» **What you will do**
Transcribe the entries below exactly; leave every image out.

══ Source records

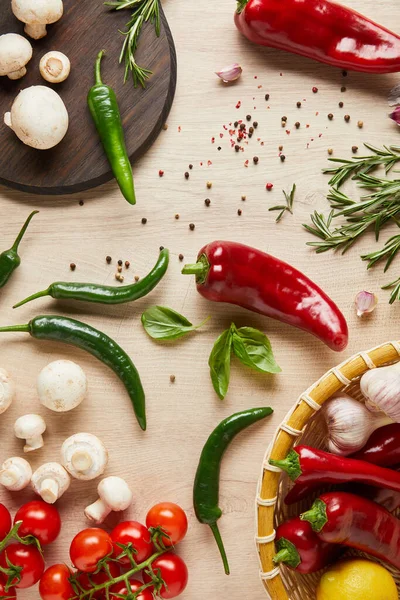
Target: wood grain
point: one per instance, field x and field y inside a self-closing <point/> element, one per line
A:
<point x="78" y="162"/>
<point x="161" y="464"/>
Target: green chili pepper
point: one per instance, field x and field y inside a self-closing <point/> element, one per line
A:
<point x="97" y="343"/>
<point x="103" y="105"/>
<point x="9" y="259"/>
<point x="106" y="294"/>
<point x="206" y="485"/>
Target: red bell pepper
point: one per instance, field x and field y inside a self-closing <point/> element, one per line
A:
<point x="321" y="30"/>
<point x="241" y="275"/>
<point x="309" y="465"/>
<point x="350" y="520"/>
<point x="382" y="448"/>
<point x="300" y="548"/>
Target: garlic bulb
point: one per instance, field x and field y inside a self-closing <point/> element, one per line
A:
<point x="349" y="424"/>
<point x="381" y="388"/>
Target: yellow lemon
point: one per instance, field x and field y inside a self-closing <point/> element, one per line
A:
<point x="357" y="579"/>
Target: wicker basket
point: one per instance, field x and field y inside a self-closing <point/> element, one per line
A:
<point x="302" y="423"/>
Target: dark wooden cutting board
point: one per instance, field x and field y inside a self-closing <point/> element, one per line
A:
<point x="78" y="163"/>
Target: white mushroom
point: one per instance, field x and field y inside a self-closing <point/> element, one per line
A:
<point x="38" y="117"/>
<point x="30" y="428"/>
<point x="55" y="67"/>
<point x="61" y="385"/>
<point x="7" y="390"/>
<point x="50" y="481"/>
<point x="15" y="474"/>
<point x="84" y="456"/>
<point x="115" y="495"/>
<point x="15" y="53"/>
<point x="36" y="14"/>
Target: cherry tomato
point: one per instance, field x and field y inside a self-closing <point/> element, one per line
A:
<point x="55" y="584"/>
<point x="5" y="521"/>
<point x="88" y="547"/>
<point x="11" y="594"/>
<point x="27" y="557"/>
<point x="39" y="519"/>
<point x="98" y="579"/>
<point x="132" y="532"/>
<point x="171" y="518"/>
<point x="135" y="585"/>
<point x="173" y="571"/>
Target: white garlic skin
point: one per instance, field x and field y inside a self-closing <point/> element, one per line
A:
<point x="349" y="424"/>
<point x="381" y="388"/>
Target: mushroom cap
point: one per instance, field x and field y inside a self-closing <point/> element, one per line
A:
<point x="115" y="493"/>
<point x="29" y="426"/>
<point x="77" y="448"/>
<point x="39" y="117"/>
<point x="7" y="390"/>
<point x="37" y="12"/>
<point x="61" y="385"/>
<point x="15" y="53"/>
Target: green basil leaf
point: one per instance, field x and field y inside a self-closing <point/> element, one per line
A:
<point x="220" y="363"/>
<point x="254" y="350"/>
<point x="162" y="323"/>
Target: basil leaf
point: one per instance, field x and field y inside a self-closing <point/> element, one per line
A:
<point x="254" y="350"/>
<point x="162" y="323"/>
<point x="220" y="363"/>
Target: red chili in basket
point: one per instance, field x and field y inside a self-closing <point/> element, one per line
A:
<point x="350" y="520"/>
<point x="241" y="275"/>
<point x="300" y="548"/>
<point x="310" y="465"/>
<point x="321" y="30"/>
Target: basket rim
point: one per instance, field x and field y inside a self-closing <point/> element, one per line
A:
<point x="293" y="425"/>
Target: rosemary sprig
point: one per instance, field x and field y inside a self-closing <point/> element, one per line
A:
<point x="142" y="12"/>
<point x="387" y="157"/>
<point x="288" y="207"/>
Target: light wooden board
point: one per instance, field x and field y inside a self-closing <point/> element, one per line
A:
<point x="160" y="465"/>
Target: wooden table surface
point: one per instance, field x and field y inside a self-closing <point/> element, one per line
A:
<point x="160" y="465"/>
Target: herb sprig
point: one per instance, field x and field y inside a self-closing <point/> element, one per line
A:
<point x="142" y="12"/>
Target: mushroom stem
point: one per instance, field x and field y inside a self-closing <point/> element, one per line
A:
<point x="97" y="511"/>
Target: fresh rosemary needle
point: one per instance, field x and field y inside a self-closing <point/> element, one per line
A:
<point x="142" y="12"/>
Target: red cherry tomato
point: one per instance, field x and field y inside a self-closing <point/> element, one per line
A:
<point x="88" y="547"/>
<point x="27" y="557"/>
<point x="136" y="534"/>
<point x="171" y="518"/>
<point x="11" y="594"/>
<point x="39" y="519"/>
<point x="98" y="579"/>
<point x="173" y="571"/>
<point x="135" y="585"/>
<point x="5" y="521"/>
<point x="55" y="584"/>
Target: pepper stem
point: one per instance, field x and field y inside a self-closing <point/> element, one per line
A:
<point x="221" y="548"/>
<point x="316" y="516"/>
<point x="97" y="68"/>
<point x="23" y="230"/>
<point x="290" y="464"/>
<point x="33" y="297"/>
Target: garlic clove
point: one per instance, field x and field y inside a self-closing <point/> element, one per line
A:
<point x="230" y="73"/>
<point x="365" y="303"/>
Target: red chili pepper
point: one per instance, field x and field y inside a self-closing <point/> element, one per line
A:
<point x="382" y="448"/>
<point x="241" y="275"/>
<point x="309" y="465"/>
<point x="321" y="30"/>
<point x="300" y="548"/>
<point x="350" y="520"/>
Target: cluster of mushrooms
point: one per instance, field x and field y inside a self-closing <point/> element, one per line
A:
<point x="38" y="115"/>
<point x="61" y="386"/>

════

» **Final result**
Target: wood grain
point: one per instance, field x and field y inside a self-closing <point/> element, one per line
A:
<point x="78" y="162"/>
<point x="161" y="464"/>
Target: green chili pepper
point: one per instance, field x and field y inside a self-closing <point/> element, one per line
A:
<point x="97" y="343"/>
<point x="103" y="105"/>
<point x="9" y="259"/>
<point x="106" y="294"/>
<point x="206" y="485"/>
Target: red bell pepper
point: one per instance, field x and field y inside a self-closing <point/> element, one per line
A:
<point x="321" y="30"/>
<point x="241" y="275"/>
<point x="309" y="465"/>
<point x="350" y="520"/>
<point x="382" y="448"/>
<point x="300" y="548"/>
Target: garlic bulb
point: one per instance, field x and field y inside a self-closing <point/> element, one per line
A:
<point x="349" y="424"/>
<point x="381" y="388"/>
Target: yellow lemon
point: one per instance, field x and field y inside a self-closing <point/> element, one per line
A:
<point x="357" y="579"/>
Target: wicker basket
point: one per instance, field x and field y inside a self-closing <point/> element, one per line
A:
<point x="302" y="423"/>
Target: dark wooden cutting board
point: one per instance, field x and field y inside a self-closing <point/> element, one per line
A:
<point x="78" y="163"/>
Target: white mushroom
point: one per instance, field x and field y inside a self-closing <point/> element, one per line
A:
<point x="38" y="117"/>
<point x="30" y="428"/>
<point x="55" y="67"/>
<point x="61" y="385"/>
<point x="7" y="390"/>
<point x="50" y="481"/>
<point x="15" y="474"/>
<point x="84" y="456"/>
<point x="115" y="495"/>
<point x="15" y="53"/>
<point x="36" y="14"/>
Target: cherry tomato
point: one per instance, field x and field y inside a self-closing <point/> element, one per line
A:
<point x="55" y="584"/>
<point x="5" y="521"/>
<point x="88" y="547"/>
<point x="11" y="594"/>
<point x="27" y="557"/>
<point x="39" y="519"/>
<point x="98" y="579"/>
<point x="132" y="532"/>
<point x="171" y="518"/>
<point x="135" y="585"/>
<point x="173" y="571"/>
Target: white garlic skin
point: one per instance, field x and field y inside a self-closing <point/> element, one per line
A:
<point x="349" y="424"/>
<point x="381" y="388"/>
Target: mushroom cap
point: one per instance, field x and field y inside a self-closing <point/> element, one per line
A:
<point x="115" y="493"/>
<point x="29" y="426"/>
<point x="77" y="448"/>
<point x="39" y="117"/>
<point x="7" y="390"/>
<point x="37" y="12"/>
<point x="61" y="385"/>
<point x="15" y="53"/>
Target: green basil leaf
point: one per instance, field x and field y inside a self-closing <point/> element, one per line
A:
<point x="220" y="363"/>
<point x="254" y="350"/>
<point x="162" y="323"/>
Target: basil leaf
point: one per instance, field x and field y inside a self-closing <point/> element, one per line
A:
<point x="254" y="350"/>
<point x="162" y="323"/>
<point x="220" y="363"/>
Target: red chili in basket
point: one per instance, field x and field y inside a self-closing <point/> element, one per line
A:
<point x="350" y="520"/>
<point x="241" y="275"/>
<point x="300" y="548"/>
<point x="310" y="465"/>
<point x="321" y="30"/>
Target: basket rim
point: one per instance, field x and field y inside a self-closing <point/> element, one per line
A:
<point x="293" y="425"/>
Target: rosemary sprig
point: one per instance, field x and field y inside a self-closing <point/> element, one per line
A:
<point x="142" y="12"/>
<point x="387" y="157"/>
<point x="288" y="207"/>
Target: light wooden board
point: one per instance, field x and field y inside a self-closing <point/> element, one per line
A:
<point x="160" y="465"/>
Target: wooden table surface
point: one per instance, field x and field y inside a self-closing <point/> element, one per line
A:
<point x="160" y="465"/>
Target: herb sprig
point: one per instance, field x and field y inside a self-closing <point/> element, one per line
A:
<point x="142" y="12"/>
Target: mushroom stem
point: one per instance, field x and field y inside a self-closing <point/> element, one per line
A:
<point x="97" y="511"/>
Target: fresh rosemary needle
point: one per instance, field x and field y inside a self-closing <point/> element, one per line
A:
<point x="142" y="12"/>
Target: red cherry tomato
point: one per instance, field x and field y inside a self-closing <point/> element, one per line
A:
<point x="88" y="547"/>
<point x="27" y="557"/>
<point x="136" y="534"/>
<point x="171" y="518"/>
<point x="11" y="594"/>
<point x="39" y="519"/>
<point x="98" y="579"/>
<point x="173" y="571"/>
<point x="135" y="585"/>
<point x="5" y="521"/>
<point x="55" y="584"/>
Target: pepper stem
point: one per instance, field x and field y inside a self-closing <point/> element, one per line
A:
<point x="221" y="548"/>
<point x="316" y="516"/>
<point x="97" y="68"/>
<point x="23" y="230"/>
<point x="290" y="464"/>
<point x="33" y="297"/>
Target: garlic clove
point: one per instance, field x and field y inside a self-closing <point/> element, one per line
A:
<point x="230" y="73"/>
<point x="365" y="303"/>
Target: red chili pepper
point: one per instance, field x and field y inside a self-closing <point/> element, one per line
A:
<point x="382" y="448"/>
<point x="241" y="275"/>
<point x="309" y="465"/>
<point x="321" y="30"/>
<point x="300" y="548"/>
<point x="350" y="520"/>
Target: cluster of mushrooms
point: one per instance, field x and field y inside a self-closing <point/> element, one per line
A:
<point x="38" y="115"/>
<point x="61" y="386"/>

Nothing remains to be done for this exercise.